▶ **EXERCISE TASK**: Please reproduce the listing from the line that contains "player in blue" through its end, requests included. Rescale the box coordinates in the answers by multiplying each by 1.4 and rounding to a whole number, with halves rounded up. Leave the sample coordinates in the requests unchanged.

Stored items from a collection
###

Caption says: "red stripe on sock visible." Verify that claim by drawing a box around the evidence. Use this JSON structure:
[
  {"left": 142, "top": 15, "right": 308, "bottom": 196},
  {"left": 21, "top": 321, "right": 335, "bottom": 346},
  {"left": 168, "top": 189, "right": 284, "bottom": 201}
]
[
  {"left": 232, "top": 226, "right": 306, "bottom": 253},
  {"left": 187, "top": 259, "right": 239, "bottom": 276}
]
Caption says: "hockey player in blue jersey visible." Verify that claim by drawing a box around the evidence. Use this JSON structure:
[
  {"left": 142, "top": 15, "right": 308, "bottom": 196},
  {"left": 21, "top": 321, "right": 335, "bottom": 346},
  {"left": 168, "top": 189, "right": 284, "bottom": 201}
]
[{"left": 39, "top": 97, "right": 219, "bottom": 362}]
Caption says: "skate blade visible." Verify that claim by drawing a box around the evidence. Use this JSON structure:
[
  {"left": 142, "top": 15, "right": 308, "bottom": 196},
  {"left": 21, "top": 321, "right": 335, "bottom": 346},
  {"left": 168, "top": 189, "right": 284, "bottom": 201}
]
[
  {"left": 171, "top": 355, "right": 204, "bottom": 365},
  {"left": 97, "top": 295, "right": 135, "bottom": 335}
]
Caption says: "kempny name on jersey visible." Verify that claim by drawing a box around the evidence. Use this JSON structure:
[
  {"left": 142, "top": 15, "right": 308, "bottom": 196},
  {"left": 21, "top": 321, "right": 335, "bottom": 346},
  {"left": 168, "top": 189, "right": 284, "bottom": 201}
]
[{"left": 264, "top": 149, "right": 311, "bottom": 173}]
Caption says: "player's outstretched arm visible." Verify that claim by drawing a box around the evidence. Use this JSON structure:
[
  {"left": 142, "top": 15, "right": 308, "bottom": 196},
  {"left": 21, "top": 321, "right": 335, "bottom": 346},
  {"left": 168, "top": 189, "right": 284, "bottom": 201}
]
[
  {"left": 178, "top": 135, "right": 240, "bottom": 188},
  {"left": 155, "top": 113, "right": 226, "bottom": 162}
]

###

▶ **ANSWER TO THE PROBLEM**:
Caption says: "hockey player in blue jersey visible." Verify that claim by drawing a box around the evidence. Use this JSON structure:
[
  {"left": 142, "top": 15, "right": 308, "bottom": 196},
  {"left": 21, "top": 321, "right": 335, "bottom": 346},
  {"left": 168, "top": 189, "right": 284, "bottom": 201}
]
[{"left": 55, "top": 136, "right": 307, "bottom": 507}]
Caption says: "skate blade visible." Verify that claim by drawing a box around the evidence. Use this JSON structure:
[
  {"left": 142, "top": 15, "right": 308, "bottom": 196},
  {"left": 21, "top": 321, "right": 335, "bottom": 346},
  {"left": 168, "top": 189, "right": 284, "bottom": 201}
]
[
  {"left": 239, "top": 497, "right": 286, "bottom": 511},
  {"left": 136, "top": 413, "right": 189, "bottom": 469}
]
Caption says: "kempny name on jersey visible." Verify that claim by drawing a box around the evidence. Use this JSON structure:
[
  {"left": 142, "top": 15, "right": 308, "bottom": 196},
  {"left": 21, "top": 321, "right": 335, "bottom": 346},
  {"left": 168, "top": 189, "right": 284, "bottom": 201}
]
[{"left": 370, "top": 209, "right": 435, "bottom": 242}]
Caption says: "player's outstretched arm visible." Verify that claim by drawing a box around the evidence. Use this JSON structure:
[
  {"left": 142, "top": 15, "right": 308, "bottom": 196},
  {"left": 21, "top": 321, "right": 335, "bottom": 346},
  {"left": 168, "top": 189, "right": 284, "bottom": 201}
]
[
  {"left": 249, "top": 189, "right": 336, "bottom": 263},
  {"left": 217, "top": 158, "right": 316, "bottom": 227}
]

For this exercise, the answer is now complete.